start SOURCE PASSAGE

A Correlation Analysis of Run Differential
Everyone’s Talking About Run Differential
So it’s been a long time since I’ve attempted a blog post. My friend and co-worker EBHI is a moderator at the awesome A’s blog Athletic’s Nation. Growing up and now working in the East Bay, I’ve always been an A’s fan and so I thought it might be fun to do some baseball analysis. This season the A’s are doing great, and I’ve been reading a great deal about run differential. The first article chronologically I saw regarding run differential and the A’s was on Baseball Prospectus. Then mlb.com had an article regarding the A’s and run differential, and most recently, two eerily similar articles were posted within a day of each here and here. I originally had some grand aspirations to use some fancy correlation metrics, but that will have to wait for a possible future post. In fact the analysis in this article is pretty elementary, but it does provide good python practice for me. In this analysis I will only be focusing on classical correlation coefficients.
Correlating Run Differential with Various Things
The first thing I wanted to do was reproduce the same figure found in the Baseball Prospectus article. In order to do that I needed to download the data for all games from the 1962 to 2013 seasons and parse them to compute the game-by-game run differential. I download the data from here. The run differential is normalized by the game number (e.g. the run differential after game 81 is divded by 81). Here’s the really simple code I used to get the files:
import urllib
base_url = 'http://www.retrosheet.org/gamelogs/'
for year in range(1962,2014):
url = base_url + 'gl' + str(year) + '.zip'
#Change Directory Accordingly
directory = ''
filename = directory + 'gl' + str(year) + '.zip'
testfile=urllib.URLopener()
testfile.retrieve(url,filename)

end SOURCE PASSAGE

REQUEST A: Translate this sentence from the run differential post into Spanish: "The first thing I wanted to do was reproduce the same figure found in the Baseball Prospectus article."

start RECORDED INFORMATION

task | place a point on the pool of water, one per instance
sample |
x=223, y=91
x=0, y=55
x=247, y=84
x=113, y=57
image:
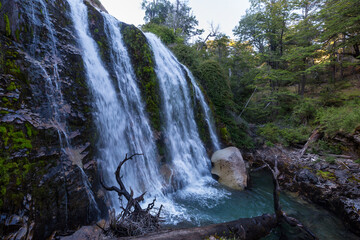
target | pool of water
x=208, y=202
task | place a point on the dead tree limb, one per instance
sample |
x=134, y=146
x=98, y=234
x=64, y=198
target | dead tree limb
x=280, y=215
x=243, y=228
x=133, y=220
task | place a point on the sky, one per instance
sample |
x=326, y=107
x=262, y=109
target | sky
x=225, y=13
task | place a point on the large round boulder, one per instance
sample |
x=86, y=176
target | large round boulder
x=229, y=167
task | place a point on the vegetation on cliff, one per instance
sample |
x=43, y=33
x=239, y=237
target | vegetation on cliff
x=292, y=68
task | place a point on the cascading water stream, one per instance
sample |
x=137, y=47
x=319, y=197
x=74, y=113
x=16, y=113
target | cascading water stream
x=187, y=152
x=53, y=90
x=137, y=135
x=119, y=115
x=205, y=108
x=189, y=161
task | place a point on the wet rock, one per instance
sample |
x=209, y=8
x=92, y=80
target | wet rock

end RECORDED INFORMATION

REQUEST B: Rewrite all of the point-placement entries above, changing "one per instance" to "one for each instance" and leaving everything else as it is. Omit the pictures.

TASK RESULT A: Lo primero que quise hacer fue reproducir la misma figura que aparece en el artículo de Baseball Prospectus.

TASK RESULT B:
task | place a point on the pool of water, one for each instance
sample |
x=223, y=91
x=0, y=55
x=247, y=84
x=113, y=57
image:
target | pool of water
x=208, y=202
task | place a point on the dead tree limb, one for each instance
sample |
x=134, y=146
x=98, y=234
x=64, y=198
target | dead tree limb
x=280, y=215
x=243, y=228
x=133, y=220
task | place a point on the sky, one for each instance
sample |
x=326, y=107
x=262, y=109
target | sky
x=225, y=13
task | place a point on the large round boulder, one for each instance
sample |
x=86, y=176
target | large round boulder
x=229, y=167
task | place a point on the vegetation on cliff, one for each instance
sample |
x=43, y=33
x=239, y=237
target | vegetation on cliff
x=292, y=68
task | place a point on the cascading water stream, one for each instance
sample |
x=137, y=47
x=319, y=197
x=74, y=113
x=16, y=113
target | cascading water stream
x=187, y=152
x=53, y=90
x=137, y=135
x=119, y=115
x=205, y=108
x=189, y=161
task | place a point on the wet rock, one for each instance
sample |
x=209, y=8
x=92, y=80
target | wet rock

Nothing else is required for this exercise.